» Stated task: Please recast these records as a two-column CSV with the columns "request" and "answer", one row per record, putting each record's text and its answer in a single quoted field with line breaks replaced by spaces.

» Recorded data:
------------------------------------------------

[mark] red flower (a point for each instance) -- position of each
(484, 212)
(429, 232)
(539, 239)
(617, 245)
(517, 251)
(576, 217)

------------------------------------------------

» Response for this exercise:
request,answer
"[mark] red flower (a point for each instance) -- position of each","(484, 212) (429, 232) (539, 239) (617, 245) (517, 251) (576, 217)"